Work instructions.
Put each line of the listing below into a Markdown table with two columns, Row and Line, numbering the rows in order and leaving out blank lines.

Extracted records.
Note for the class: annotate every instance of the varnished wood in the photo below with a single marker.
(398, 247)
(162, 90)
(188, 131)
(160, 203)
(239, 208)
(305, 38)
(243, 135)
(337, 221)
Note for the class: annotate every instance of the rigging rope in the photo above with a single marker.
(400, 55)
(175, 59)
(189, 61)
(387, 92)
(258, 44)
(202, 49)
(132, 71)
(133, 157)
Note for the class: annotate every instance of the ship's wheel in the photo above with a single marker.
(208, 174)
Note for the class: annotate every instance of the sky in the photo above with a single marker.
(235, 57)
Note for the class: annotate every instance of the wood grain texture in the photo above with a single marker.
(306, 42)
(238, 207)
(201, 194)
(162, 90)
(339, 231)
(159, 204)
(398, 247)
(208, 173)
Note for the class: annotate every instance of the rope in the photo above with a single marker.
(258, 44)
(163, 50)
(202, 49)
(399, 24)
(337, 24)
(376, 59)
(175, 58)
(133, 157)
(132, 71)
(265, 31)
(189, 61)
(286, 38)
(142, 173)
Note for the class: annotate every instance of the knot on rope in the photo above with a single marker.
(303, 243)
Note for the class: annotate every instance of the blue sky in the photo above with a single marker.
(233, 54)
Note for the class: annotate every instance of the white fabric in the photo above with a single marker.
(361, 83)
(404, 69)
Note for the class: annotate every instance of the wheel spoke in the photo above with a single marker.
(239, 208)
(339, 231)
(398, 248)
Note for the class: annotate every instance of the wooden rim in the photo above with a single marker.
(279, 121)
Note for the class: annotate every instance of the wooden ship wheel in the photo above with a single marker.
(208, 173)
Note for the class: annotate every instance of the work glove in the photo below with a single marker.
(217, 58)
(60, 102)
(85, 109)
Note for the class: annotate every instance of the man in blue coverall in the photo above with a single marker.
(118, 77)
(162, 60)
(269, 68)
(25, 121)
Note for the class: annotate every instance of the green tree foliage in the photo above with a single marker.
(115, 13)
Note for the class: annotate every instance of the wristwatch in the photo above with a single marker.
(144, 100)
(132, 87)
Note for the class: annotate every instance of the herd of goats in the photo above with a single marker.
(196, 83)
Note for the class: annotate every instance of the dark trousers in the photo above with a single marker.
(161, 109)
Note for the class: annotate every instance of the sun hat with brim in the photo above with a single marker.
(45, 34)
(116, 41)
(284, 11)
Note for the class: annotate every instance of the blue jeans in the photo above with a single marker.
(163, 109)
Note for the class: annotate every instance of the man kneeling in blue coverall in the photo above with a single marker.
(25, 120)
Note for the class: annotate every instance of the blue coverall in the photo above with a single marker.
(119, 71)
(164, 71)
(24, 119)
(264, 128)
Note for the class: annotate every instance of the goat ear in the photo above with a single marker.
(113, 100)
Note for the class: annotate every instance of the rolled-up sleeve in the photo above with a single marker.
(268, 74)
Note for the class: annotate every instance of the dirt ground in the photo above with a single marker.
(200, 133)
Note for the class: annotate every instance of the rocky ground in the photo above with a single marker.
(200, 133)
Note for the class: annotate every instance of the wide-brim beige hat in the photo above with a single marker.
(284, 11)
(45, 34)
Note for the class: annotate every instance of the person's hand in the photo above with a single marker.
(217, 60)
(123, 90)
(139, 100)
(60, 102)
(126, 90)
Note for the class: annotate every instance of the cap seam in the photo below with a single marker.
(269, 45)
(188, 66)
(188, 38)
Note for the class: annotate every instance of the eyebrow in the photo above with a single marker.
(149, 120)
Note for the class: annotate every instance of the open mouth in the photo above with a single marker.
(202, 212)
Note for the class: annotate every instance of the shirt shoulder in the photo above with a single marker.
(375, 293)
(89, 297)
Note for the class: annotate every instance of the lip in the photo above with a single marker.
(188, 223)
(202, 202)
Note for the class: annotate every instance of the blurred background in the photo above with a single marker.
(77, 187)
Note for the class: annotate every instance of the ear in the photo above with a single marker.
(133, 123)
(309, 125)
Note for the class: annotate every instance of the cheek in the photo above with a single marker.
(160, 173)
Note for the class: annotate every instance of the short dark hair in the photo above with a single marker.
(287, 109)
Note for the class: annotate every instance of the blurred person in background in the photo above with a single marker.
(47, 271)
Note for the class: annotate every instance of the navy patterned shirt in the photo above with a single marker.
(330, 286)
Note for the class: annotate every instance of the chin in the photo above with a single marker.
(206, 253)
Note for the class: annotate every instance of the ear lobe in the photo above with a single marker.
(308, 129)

Result for this task.
| Row | Line |
|---|---|
| 1 | Note for the class: annotate every instance of the varnished wood in the photo below with a single marker. |
| 2 | (398, 247) |
| 3 | (162, 90) |
| 4 | (188, 131) |
| 5 | (160, 203) |
| 6 | (239, 208) |
| 7 | (305, 38) |
| 8 | (243, 135) |
| 9 | (337, 221) |
| 10 | Note for the class: annotate every instance of the rigging rope in the photo above with a single marker. |
| 11 | (400, 55) |
| 12 | (175, 59) |
| 13 | (189, 61) |
| 14 | (387, 92) |
| 15 | (258, 44) |
| 16 | (202, 49) |
| 17 | (132, 71) |
| 18 | (133, 157) |
| 19 | Note for the class: annotate every instance of the ship's wheel in the photo above with a single marker. |
| 20 | (208, 174) |
| 21 | Note for the class: annotate every instance of the sky in the photo above with a single marker. |
| 22 | (235, 57) |
| 23 | Note for the class: annotate every instance of the wood grain texture in the photo above with a single marker. |
| 24 | (306, 42) |
| 25 | (238, 207) |
| 26 | (201, 194) |
| 27 | (162, 90) |
| 28 | (339, 231) |
| 29 | (159, 204) |
| 30 | (398, 247) |
| 31 | (208, 173) |
| 32 | Note for the class: annotate every instance of the rope in the photo above with a single marker. |
| 33 | (258, 44) |
| 34 | (163, 50) |
| 35 | (202, 49) |
| 36 | (399, 24) |
| 37 | (337, 24) |
| 38 | (376, 59) |
| 39 | (175, 58) |
| 40 | (133, 157) |
| 41 | (132, 71) |
| 42 | (265, 31) |
| 43 | (189, 61) |
| 44 | (286, 38) |
| 45 | (142, 173) |
| 46 | Note for the class: annotate every instance of the knot on rope in the photo above with a single marker. |
| 47 | (303, 243) |
| 48 | Note for the class: annotate every instance of the blue sky in the photo above with a single marker. |
| 49 | (233, 54) |
| 50 | Note for the class: annotate every instance of the white fabric in the photo above with a single marker. |
| 51 | (361, 83) |
| 52 | (404, 69) |
| 53 | Note for the class: annotate every instance of the wheel spoke in the photo above with a single marker. |
| 54 | (239, 208) |
| 55 | (339, 231) |
| 56 | (398, 248) |
| 57 | Note for the class: annotate every instance of the wooden rim in the photo above with a single marker. |
| 58 | (279, 121) |
| 59 | Note for the class: annotate every instance of the wooden ship wheel in the photo above with a single marker. |
| 60 | (208, 173) |
| 61 | Note for the class: annotate every instance of the work glove in the photo below with a single marker. |
| 62 | (217, 58) |
| 63 | (60, 102) |
| 64 | (85, 109) |
| 65 | Note for the class: annotate every instance of the man in blue coverall in the photo above with a single marker. |
| 66 | (118, 77) |
| 67 | (162, 60) |
| 68 | (269, 68) |
| 69 | (25, 121) |
| 70 | Note for the class: annotate every instance of the green tree foliage in the photo above with a single marker. |
| 71 | (115, 13) |
| 72 | Note for the class: annotate every instance of the wristwatch in the photo above with a single marker. |
| 73 | (144, 100) |
| 74 | (132, 87) |
| 75 | Note for the class: annotate every instance of the herd of goats in the photo above with a single marker. |
| 76 | (196, 83) |
| 77 | Note for the class: annotate every instance of the dark trousers in the photo above with a single marker. |
| 78 | (161, 109) |
| 79 | Note for the class: annotate every instance of the sun hat with brim in the photo above with a single marker. |
| 80 | (45, 34) |
| 81 | (116, 41) |
| 82 | (284, 11) |
| 83 | Note for the class: annotate every instance of the blue jeans in the photo above with a single marker. |
| 84 | (163, 109) |
| 85 | Note for the class: annotate every instance of the man kneeling in blue coverall in the photo above with a single marker. |
| 86 | (25, 120) |
| 87 | Note for the class: annotate every instance of the blue coverall in the photo above with a single marker. |
| 88 | (119, 71) |
| 89 | (164, 71) |
| 90 | (24, 119) |
| 91 | (264, 128) |
| 92 | Note for the class: annotate every instance of the goat ear in the photo above with a single marker. |
| 93 | (113, 100) |
| 94 | Note for the class: annotate every instance of the rolled-up sleeve in the photo above with a single marker. |
| 95 | (268, 74) |
| 96 | Note for the class: annotate every instance of the dirt ground in the photo above with a single marker. |
| 97 | (200, 133) |
| 98 | Note for the class: annotate every instance of the rocky ground in the photo above with a single marker. |
| 99 | (200, 133) |
| 100 | Note for the class: annotate every instance of the wide-brim beige hat in the photo above with a single marker. |
| 101 | (284, 11) |
| 102 | (45, 34) |
| 103 | Note for the class: annotate every instance of the person's hand in the photo above with a single marker. |
| 104 | (217, 60) |
| 105 | (123, 90) |
| 106 | (139, 100) |
| 107 | (60, 102) |
| 108 | (126, 90) |
| 109 | Note for the class: annotate every instance of the cap seam in the photo below with a single marker. |
| 110 | (269, 45) |
| 111 | (188, 66) |
| 112 | (188, 38) |
| 113 | Note for the class: annotate every instance of the eyebrow in the photo above with a single marker. |
| 114 | (149, 120) |
| 115 | Note for the class: annotate every instance of the open mouth in the photo above with a single marker. |
| 116 | (202, 212) |
| 117 | Note for the class: annotate every instance of the shirt shoulder in the photo above with a single marker. |
| 118 | (375, 293) |
| 119 | (89, 297) |
| 120 | Note for the class: annotate every instance of the lip in the photo above with a single marker. |
| 121 | (188, 223) |
| 122 | (202, 202) |
| 123 | Note for the class: annotate every instance of the blurred background in the photo above with a single marker. |
| 124 | (77, 187) |
| 125 | Note for the class: annotate every instance of the ear in the photo above with a single marker. |
| 126 | (133, 123) |
| 127 | (309, 125) |
| 128 | Note for the class: annotate every instance of the cheek in the photo above with a single marker. |
| 129 | (160, 173) |
| 130 | Note for the class: annotate every instance of the short dark hair in the photo above with a single marker. |
| 131 | (287, 109) |
| 132 | Note for the class: annotate every instance of the blurred person in background in the photo above with a single marker. |
| 133 | (47, 271) |
| 134 | Note for the class: annotate every instance of the navy patterned shirt in the photo above with a single marker. |
| 135 | (330, 286) |
| 136 | Note for the class: annotate every instance of the chin in the photo above with a single marker. |
| 137 | (206, 253) |
| 138 | Note for the class: annotate every instance of the ear lobe in the photo above with a single marker. |
| 139 | (308, 129) |